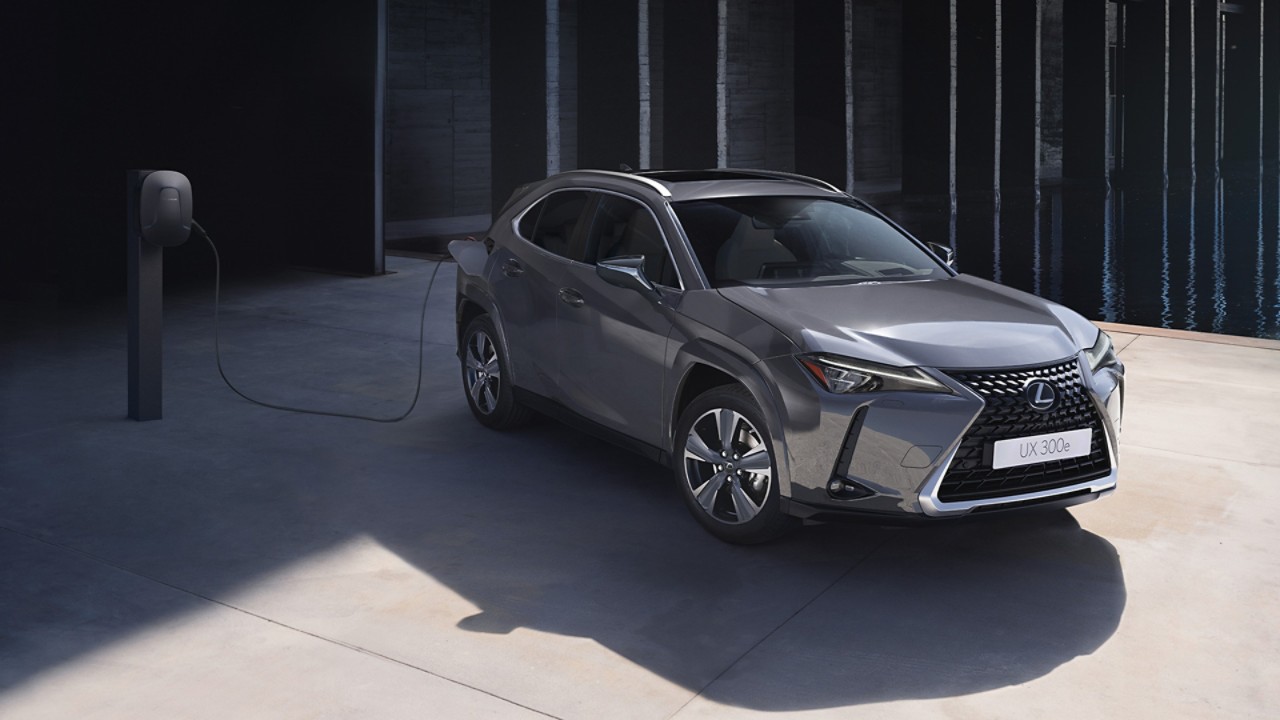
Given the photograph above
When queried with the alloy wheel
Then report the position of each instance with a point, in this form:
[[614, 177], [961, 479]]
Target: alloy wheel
[[484, 374], [727, 465]]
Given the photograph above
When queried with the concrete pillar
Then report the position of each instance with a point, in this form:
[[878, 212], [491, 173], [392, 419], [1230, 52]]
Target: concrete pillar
[[1019, 81], [1180, 73], [1206, 27], [517, 95], [690, 33], [1143, 83], [821, 146], [759, 85], [1271, 86], [608, 71], [1084, 91], [927, 100], [978, 103], [1242, 87]]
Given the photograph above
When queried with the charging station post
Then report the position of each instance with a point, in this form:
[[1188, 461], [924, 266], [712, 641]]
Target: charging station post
[[159, 215], [146, 311]]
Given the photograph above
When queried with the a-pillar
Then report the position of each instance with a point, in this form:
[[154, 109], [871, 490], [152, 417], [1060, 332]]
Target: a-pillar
[[1242, 91], [1084, 91], [821, 140], [608, 90], [517, 95], [1020, 67], [977, 100], [927, 98], [1143, 83]]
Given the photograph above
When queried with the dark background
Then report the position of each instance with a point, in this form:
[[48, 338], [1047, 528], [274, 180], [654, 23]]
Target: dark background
[[270, 109]]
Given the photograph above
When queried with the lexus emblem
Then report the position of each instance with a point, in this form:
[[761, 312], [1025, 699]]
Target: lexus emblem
[[1041, 395]]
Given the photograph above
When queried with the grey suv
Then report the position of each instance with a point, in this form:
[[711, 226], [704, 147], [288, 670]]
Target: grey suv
[[785, 347]]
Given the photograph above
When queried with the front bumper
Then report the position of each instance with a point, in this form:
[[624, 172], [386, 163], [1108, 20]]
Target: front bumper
[[924, 455]]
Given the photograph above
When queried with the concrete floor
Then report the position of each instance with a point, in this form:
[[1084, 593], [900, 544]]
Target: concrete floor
[[236, 561]]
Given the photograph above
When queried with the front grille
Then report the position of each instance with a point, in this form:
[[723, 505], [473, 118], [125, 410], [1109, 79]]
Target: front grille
[[1008, 415]]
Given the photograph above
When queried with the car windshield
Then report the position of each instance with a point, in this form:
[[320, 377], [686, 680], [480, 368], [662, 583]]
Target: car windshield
[[782, 241]]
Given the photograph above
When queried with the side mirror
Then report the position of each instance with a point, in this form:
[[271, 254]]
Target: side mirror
[[626, 272], [944, 251]]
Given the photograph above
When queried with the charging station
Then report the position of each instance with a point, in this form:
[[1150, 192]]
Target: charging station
[[159, 215]]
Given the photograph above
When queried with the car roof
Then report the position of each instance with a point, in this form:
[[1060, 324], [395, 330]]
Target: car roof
[[703, 185]]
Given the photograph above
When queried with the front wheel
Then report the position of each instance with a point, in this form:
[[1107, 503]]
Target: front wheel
[[726, 469], [487, 378]]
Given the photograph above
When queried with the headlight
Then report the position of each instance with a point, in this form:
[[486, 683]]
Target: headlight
[[844, 376], [1102, 354]]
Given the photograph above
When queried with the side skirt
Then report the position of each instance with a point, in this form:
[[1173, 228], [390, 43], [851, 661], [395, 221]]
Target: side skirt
[[572, 419]]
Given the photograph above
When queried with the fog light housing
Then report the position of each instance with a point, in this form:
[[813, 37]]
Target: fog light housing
[[844, 488]]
- - - - - - -
◆ **Your objective**:
The response must match the listing exactly, except that pictures are removed.

◆ **Answer to this problem**:
Given the photograph above
When queried with the alloy wheel
Then report the position of each instance with a point, in this form:
[[614, 177], [961, 479]]
Target: alloy wheel
[[484, 374], [727, 465]]
Given the photograph above
When queried with the concrete pillar
Then report the position of each instance with a point, in this form:
[[878, 212], [491, 173], [392, 419], [1230, 52]]
Target: concrete pillar
[[1019, 81], [1180, 73], [1206, 27], [517, 95], [690, 33], [1143, 83], [821, 146], [759, 85], [1271, 86], [608, 71], [1084, 91], [927, 100], [978, 103], [1242, 87]]
Given the photograph above
When queried with the charging station post
Then report the position of each instance with a point, in this form:
[[1188, 461], [924, 266], [712, 641]]
Target: charging station post
[[159, 215], [146, 311]]
Given the photograph above
When queried with the a-pillar
Then report the position of each instance with a point, in this form:
[[154, 109], [871, 490], [152, 417], [1060, 332]]
Target: a-pillar
[[1242, 91], [1084, 91], [821, 140], [608, 90], [517, 95], [1020, 67], [977, 100], [927, 98], [1143, 83]]
Given the photograph above
When queried with the dark background
Then report the position of each instance with a point, in this form:
[[48, 338], [1047, 528], [274, 180], [654, 23]]
Target: dark background
[[270, 109]]
Given the photograph above
When queried with the lexus emblem
Then report the position of each instance with a point, in this form:
[[761, 312], [1025, 699]]
Target: lexus emblem
[[1041, 395]]
Given the photograph above
When queried with the grey suv
Then report the position of each instance with a point, in this form:
[[711, 226], [704, 147], [288, 670]]
Target: grey suv
[[785, 347]]
Given the photograph above
When queried with the front bumper
Then report the position of each instance with a point, in this form:
[[624, 172], [386, 163], [1108, 20]]
Target: front bumper
[[924, 455]]
Given the photograph above
When queried with the concrete floor
Then report the position of each instance with a point, in this form:
[[1084, 593], [900, 544]]
Target: concrete floor
[[236, 561]]
Given the photograph above
When queried with the front grille
Then report the position of each instance with a point, in this form:
[[723, 505], [473, 118], [125, 410], [1109, 79]]
Target: front grille
[[1008, 415]]
Given the photograph above
When queried with the car windshield
Then report the position of each instance with a point, in this form:
[[320, 377], [686, 680], [480, 368], [662, 583]]
Target: car windshield
[[782, 241]]
Given the photograph above
When queried with the side mirror
Then report the position of each instance with a point, in this form:
[[271, 254]]
Target: side mirror
[[626, 272], [944, 251]]
Given the photograph above
When queried with the charging station
Then report the position of each instance with a point, in this form:
[[1150, 192]]
Target: charging station
[[159, 215]]
Given the photograph above
When queried with the car roof
Then report the position of each instance with a point, in this form:
[[1060, 324], [395, 330]]
Target: car roof
[[703, 185]]
Given the photograph above
When queried with the front wheel
Then report the position of each instance with a point, in this form:
[[1107, 503]]
Target: front wheel
[[726, 469], [487, 378]]
Given the photograph above
When queried with the headlight
Then report the position of each instance with a point, in this form:
[[486, 683]]
Target: headlight
[[844, 376], [1102, 354]]
Given the photograph above
When queried with the side skirt
Then report the position of each instance with a point, in this form:
[[1173, 228], [390, 43], [851, 661], [395, 221]]
Target: side skirt
[[572, 419]]
Given the photograph above
When queried with the fog light housing
Then report the position of each instance with a point, in this form:
[[813, 37]]
Target: fog light housing
[[844, 488]]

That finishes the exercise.